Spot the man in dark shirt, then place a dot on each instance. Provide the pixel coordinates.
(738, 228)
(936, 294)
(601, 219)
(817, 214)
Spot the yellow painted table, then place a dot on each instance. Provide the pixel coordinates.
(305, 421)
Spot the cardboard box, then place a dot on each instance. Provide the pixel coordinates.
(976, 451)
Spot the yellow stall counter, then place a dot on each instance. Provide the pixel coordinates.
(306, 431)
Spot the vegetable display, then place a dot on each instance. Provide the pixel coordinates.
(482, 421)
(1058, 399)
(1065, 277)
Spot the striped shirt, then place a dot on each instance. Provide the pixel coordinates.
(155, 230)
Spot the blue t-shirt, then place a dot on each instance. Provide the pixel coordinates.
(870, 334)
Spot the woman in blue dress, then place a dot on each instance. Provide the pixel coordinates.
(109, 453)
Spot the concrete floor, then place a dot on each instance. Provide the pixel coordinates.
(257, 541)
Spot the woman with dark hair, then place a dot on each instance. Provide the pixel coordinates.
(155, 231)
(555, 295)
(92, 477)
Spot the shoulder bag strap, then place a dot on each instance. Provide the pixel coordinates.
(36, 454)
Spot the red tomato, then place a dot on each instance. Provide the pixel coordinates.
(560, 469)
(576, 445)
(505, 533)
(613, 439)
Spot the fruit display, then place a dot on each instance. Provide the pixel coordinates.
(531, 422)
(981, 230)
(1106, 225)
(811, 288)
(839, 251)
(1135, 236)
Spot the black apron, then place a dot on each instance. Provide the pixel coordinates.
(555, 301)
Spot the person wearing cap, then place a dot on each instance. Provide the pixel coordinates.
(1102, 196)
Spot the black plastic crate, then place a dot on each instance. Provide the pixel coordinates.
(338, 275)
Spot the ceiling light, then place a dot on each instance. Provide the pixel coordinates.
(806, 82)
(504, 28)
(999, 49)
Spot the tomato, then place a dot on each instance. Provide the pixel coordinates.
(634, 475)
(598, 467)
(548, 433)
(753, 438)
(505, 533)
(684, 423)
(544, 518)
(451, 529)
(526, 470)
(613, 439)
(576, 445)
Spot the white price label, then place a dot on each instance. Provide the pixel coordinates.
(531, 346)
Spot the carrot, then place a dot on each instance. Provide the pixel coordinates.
#####
== Work task ==
Word for word, give the whole listing again.

== Solution ==
Spot the man in dark shirt, then place a dot on each instance. Provide the pixel coordinates.
(738, 228)
(936, 294)
(601, 219)
(817, 214)
Spot the yellow painted table, then place a dot on each instance. Provide the pixel coordinates.
(305, 421)
Spot the cardboard box, then place a dot on each instance. Provide the pixel coordinates.
(976, 451)
Spot the yellow stall counter, then place a dot on each instance. Provide the pixel coordinates.
(306, 431)
Spot the vegetable display, then place a dot on each instance. Provide the pixel coordinates.
(482, 421)
(1058, 399)
(1065, 277)
Spot the striped shirt, then place a dot on each instance. Provide the pixel coordinates.
(155, 230)
Spot the blue t-shirt, then place a dot on each instance. Provide the pixel coordinates.
(870, 334)
Spot the woman in blue dress, then place a dot on each instance. Provide the pixel coordinates.
(109, 453)
Spot the concrete floor, then place a dot on each instance. Provide the pixel coordinates.
(257, 541)
Spot the woman with dark hair, then place a dot on each instance. Provide the pixel coordinates.
(155, 231)
(555, 295)
(92, 477)
Spot the shoulder bag strap, then place a dot on each instance. Provide the pixel coordinates.
(36, 454)
Spot the red tomato, then place a dot on each instance. Provide the pixel coordinates.
(560, 469)
(576, 445)
(505, 533)
(613, 439)
Spot the fruit display, then place a dot on each instance. Provide the pixel coordinates.
(531, 422)
(981, 230)
(1106, 225)
(811, 288)
(839, 251)
(1135, 236)
Spot the black apron, then place a dot on each instance. Provide the pixel coordinates.
(555, 301)
Spot the person wearing cap, then place a dot on each instance. Provide the pixel coordinates.
(1102, 196)
Spot the black plastic crate, then place a dot on each instance. Provide the pixel coordinates.
(338, 275)
Spot the ceiling light, then place a dot on each instance. Provide the pixel coordinates.
(806, 82)
(504, 28)
(999, 49)
Spot the tomato, then place a dot on each instance. Provide the pixel coordinates.
(634, 475)
(598, 467)
(548, 433)
(753, 438)
(505, 533)
(684, 423)
(544, 518)
(451, 529)
(526, 470)
(613, 439)
(576, 445)
Spot the white price label, then place a dot on each instance. Provide the pixel coordinates.
(531, 346)
Spot the carrot, then place a dot on each instance. Provide the pixel coordinates.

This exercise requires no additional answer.